▸ **Work instructions**: Write out as a numbered list the lines starting at the one that contains "Here's a bet: you won't be able to pinpoint the cargo" and ending with the one that contains "196 204 265 250", keeping both ends and leaving out any blank lines.
───── Entries ─────
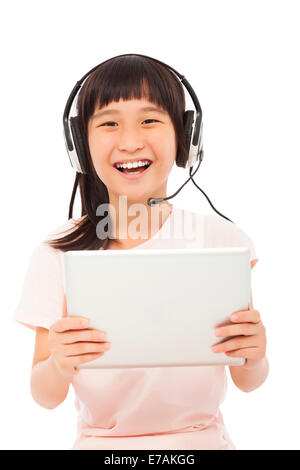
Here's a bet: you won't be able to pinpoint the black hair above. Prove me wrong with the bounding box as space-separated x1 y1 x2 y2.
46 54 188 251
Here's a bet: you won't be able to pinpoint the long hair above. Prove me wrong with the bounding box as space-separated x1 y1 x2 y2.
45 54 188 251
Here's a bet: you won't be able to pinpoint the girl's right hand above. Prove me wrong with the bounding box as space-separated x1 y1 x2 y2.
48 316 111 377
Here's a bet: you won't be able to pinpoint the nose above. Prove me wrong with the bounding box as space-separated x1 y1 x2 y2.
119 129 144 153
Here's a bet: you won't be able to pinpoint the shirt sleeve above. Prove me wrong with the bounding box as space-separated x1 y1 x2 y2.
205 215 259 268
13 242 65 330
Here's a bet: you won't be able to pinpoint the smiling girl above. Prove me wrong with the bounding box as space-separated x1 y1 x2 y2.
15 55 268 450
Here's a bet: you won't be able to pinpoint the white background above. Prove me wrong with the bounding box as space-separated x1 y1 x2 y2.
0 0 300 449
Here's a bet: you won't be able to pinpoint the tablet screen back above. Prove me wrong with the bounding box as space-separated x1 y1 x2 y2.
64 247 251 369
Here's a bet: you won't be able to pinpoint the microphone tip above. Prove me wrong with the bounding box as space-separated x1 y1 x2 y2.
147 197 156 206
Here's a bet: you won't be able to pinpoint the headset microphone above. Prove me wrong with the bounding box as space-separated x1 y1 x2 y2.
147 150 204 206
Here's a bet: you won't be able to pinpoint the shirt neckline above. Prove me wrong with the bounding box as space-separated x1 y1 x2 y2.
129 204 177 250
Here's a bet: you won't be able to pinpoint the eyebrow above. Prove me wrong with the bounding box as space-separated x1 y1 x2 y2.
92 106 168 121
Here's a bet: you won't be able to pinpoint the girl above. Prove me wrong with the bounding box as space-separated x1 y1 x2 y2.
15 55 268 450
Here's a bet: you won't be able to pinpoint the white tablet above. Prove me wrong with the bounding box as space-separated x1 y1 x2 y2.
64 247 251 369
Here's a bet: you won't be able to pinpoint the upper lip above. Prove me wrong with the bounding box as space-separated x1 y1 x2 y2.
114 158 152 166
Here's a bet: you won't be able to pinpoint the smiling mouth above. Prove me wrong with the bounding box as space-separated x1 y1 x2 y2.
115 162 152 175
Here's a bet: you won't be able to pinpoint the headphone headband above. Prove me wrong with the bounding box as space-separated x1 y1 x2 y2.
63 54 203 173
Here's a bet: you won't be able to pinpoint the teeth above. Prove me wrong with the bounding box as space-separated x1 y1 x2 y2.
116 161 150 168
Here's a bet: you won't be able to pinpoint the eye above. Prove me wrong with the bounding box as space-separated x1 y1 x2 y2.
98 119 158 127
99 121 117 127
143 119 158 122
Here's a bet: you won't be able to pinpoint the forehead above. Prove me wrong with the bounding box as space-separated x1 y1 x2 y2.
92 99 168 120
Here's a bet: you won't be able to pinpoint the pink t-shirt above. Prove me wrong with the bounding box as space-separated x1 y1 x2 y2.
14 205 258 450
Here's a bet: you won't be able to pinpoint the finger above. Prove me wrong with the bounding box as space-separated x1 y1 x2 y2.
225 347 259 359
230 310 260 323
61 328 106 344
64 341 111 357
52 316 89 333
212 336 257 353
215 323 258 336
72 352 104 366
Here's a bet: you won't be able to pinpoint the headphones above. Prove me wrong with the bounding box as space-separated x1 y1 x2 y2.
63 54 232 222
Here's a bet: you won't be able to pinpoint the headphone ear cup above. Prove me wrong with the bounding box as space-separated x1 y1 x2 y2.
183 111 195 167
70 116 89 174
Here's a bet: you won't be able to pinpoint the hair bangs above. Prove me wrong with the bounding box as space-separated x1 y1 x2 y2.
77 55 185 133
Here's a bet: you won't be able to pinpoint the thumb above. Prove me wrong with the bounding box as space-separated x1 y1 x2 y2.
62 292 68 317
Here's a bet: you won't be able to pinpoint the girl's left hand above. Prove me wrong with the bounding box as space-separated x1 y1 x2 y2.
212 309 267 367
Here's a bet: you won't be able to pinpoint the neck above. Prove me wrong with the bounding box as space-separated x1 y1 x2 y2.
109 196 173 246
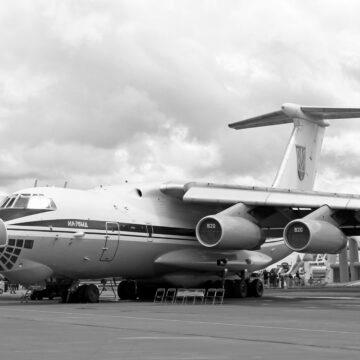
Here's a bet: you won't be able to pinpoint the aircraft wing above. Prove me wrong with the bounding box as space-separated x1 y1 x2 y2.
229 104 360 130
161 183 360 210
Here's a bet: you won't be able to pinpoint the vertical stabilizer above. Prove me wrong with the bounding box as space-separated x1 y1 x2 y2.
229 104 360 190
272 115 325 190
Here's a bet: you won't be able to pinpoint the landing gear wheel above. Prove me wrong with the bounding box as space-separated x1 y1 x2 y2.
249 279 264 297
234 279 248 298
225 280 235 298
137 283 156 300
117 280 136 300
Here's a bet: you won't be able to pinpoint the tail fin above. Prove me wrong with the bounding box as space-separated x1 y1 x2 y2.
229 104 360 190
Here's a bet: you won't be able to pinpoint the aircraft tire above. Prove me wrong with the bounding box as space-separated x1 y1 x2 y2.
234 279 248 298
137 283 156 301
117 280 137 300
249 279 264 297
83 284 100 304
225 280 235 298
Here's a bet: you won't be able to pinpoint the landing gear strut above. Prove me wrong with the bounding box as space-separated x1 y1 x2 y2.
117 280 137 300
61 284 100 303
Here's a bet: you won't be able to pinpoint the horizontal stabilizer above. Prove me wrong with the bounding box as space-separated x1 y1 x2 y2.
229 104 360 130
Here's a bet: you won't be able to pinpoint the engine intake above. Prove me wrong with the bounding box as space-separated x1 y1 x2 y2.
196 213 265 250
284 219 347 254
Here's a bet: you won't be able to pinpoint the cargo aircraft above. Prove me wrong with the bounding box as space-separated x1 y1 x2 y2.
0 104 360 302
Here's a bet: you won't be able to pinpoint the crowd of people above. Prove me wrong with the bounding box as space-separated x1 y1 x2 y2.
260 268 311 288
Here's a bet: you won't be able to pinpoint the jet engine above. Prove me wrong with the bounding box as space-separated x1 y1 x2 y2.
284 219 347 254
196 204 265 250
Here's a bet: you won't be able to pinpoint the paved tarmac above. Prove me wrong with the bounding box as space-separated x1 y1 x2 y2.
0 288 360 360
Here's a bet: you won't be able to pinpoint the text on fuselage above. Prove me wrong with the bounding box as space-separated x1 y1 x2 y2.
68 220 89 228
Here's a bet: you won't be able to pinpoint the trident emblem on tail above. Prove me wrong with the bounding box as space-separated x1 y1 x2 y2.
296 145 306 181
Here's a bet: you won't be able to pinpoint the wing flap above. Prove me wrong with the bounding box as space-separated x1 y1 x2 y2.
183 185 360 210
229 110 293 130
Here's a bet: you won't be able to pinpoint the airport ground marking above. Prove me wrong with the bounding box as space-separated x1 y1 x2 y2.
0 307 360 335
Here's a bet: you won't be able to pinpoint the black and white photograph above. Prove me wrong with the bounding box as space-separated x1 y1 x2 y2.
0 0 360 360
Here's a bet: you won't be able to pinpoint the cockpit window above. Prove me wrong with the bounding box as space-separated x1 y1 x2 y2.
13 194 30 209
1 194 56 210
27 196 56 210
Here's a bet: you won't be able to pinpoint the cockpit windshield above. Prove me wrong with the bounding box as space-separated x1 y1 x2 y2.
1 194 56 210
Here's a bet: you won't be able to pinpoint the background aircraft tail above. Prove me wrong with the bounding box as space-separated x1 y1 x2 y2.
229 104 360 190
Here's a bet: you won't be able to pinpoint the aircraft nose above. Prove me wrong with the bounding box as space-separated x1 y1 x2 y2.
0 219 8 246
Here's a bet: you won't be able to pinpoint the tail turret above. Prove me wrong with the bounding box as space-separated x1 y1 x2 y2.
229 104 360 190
─────
▸ **Exercise result**:
1. Here's a bet: you won't be able to pinpoint the cargo aircraft above. Prove me wrong with the bounding box as space-separated x1 y1 x2 y2.
2. 0 104 360 302
3. Here's a bet: you won't be able to pinpoint the crowd of people above. Prove me wrong with the bounding box as space-separated x1 y1 x2 y2.
4. 260 268 311 288
5. Here's a bet: you won't be able to pinpoint the jet engine above. Prove me wrong with the bounding box as space-separated x1 y1 x2 y2.
6. 284 219 347 254
7. 196 204 265 250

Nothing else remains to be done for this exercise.